AIM
In the archery forum thread, duplicate the passage word for word from "# Group pics..." up to and including "camera's lowlight setting).".

EXTRACT TO READ
# Group pics...



## CA_Rcher12 (Oct 28, 2004)

8pm yesterday, same arrows, same 10 yard range. (man it was dark, this is with my camera's lowlight setting).


----------



## CA_Rcher12 (Oct 28, 2004)

now my practice arrows. You know, the cracked arrows with the fletch jobs you screwed up on.:zip: Also at 8 at night but I figured out how to turn on the flash.


----------



## CA_Rcher12 (Oct 28, 2004)

All made possible by this crazy speed monster. YEAH!!
:guitarist2:




well that's enough screwing around for me at this time...later.


----------



## tylerolsen12 (Feb 8, 2007)

those r some pretty nice groups ther good shooting


----------



## Bowhunter500 (Mar 23, 2007)

haha i gotta get the camera.. and just for u.. ill go shoot here quick!


----------



## Bowhunter500 (Mar 23, 2007)

Alright.. here is a few quick shots.. its actually my first 5 shots! Im kinda in a hurry to get this on here.. i got a lot of other things to do! haha So here they are and this is with the Hoyt Xtec!


----------



## CA_Rcher12 (Oct 28, 2004)

nice slippers.
:rofl:

:bump:c'mon I know some of us can shoot.


----------



## Bowhunter500 (Mar 23, 2007)

CA_Rcher12 said:


> nice slippers.
> :rofl:
> 
> :bump:c'mon I know some of us can shoot.


Lol that was just a quick shooting too! I got my bow out.. went outside and shot! lol It was rather easy! But thats pre dang good if i do say so myself! lol


----------



## archery1 (Apr 12, 2003)

20 yards....45 arrows.


----------



## Bowhunter500 (Mar 23, 2007)

archery1 said:


> 20 yards....45 arrows.


Very nice man! Keep up the good work!


----------



## Mach12 (Apr 3, 2007)

bowhunter 500 how many yards is that


----------



## Mach12 (Apr 3, 2007)

also what sight is that .


----------



## Bowhunter500 (Mar 23, 2007)

Thats 30 yds.... My sight is a trophy taker Top pin 4! Look in my signature!


----------



## CA_Rcher12 (Oct 28, 2004)

I'm really bored so I thought I'd give this thread a

:bump:


----------



## Bowhunter500 (Mar 23, 2007)

Haha i dont have anymore pictures with me man! lol


----------



## turkyturd13 (Jul 19, 2007)

my arrows are too expensive and im too broke to go splittin em for the heck of it lol


----------



## Irishrobin (Oct 21, 2006)

ill take a picture of my group soon and post it .

no time now that school has started 

i have a 3d archery comp. on Saturday will post pics on here of it


----------

[Segmentation labeling entries]
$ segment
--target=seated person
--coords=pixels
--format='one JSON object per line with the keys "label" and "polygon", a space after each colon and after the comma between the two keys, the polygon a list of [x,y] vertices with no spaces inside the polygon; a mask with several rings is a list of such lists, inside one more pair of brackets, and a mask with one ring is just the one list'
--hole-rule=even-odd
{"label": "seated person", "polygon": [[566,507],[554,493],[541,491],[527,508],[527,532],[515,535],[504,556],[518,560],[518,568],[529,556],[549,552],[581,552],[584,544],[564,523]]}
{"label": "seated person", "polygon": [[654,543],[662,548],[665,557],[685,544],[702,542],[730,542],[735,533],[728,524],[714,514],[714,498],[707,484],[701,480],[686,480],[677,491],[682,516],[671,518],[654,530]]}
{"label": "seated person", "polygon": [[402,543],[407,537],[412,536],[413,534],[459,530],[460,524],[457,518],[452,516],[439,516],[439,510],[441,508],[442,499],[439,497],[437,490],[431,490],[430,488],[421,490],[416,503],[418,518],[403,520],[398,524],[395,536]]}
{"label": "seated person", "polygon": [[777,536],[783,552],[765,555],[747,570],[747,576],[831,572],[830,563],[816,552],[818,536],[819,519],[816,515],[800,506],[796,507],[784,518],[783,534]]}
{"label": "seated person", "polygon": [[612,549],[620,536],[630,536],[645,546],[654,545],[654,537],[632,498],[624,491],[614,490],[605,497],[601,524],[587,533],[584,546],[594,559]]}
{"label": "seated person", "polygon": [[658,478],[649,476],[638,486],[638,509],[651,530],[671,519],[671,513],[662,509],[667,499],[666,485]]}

CORRECT RESPONSE
# Group pics...



## CA_Rcher12 (Oct 28, 2004)

8pm yesterday, same arrows, same 10 yard range. (man it was dark, this is with my camera's lowlight setting).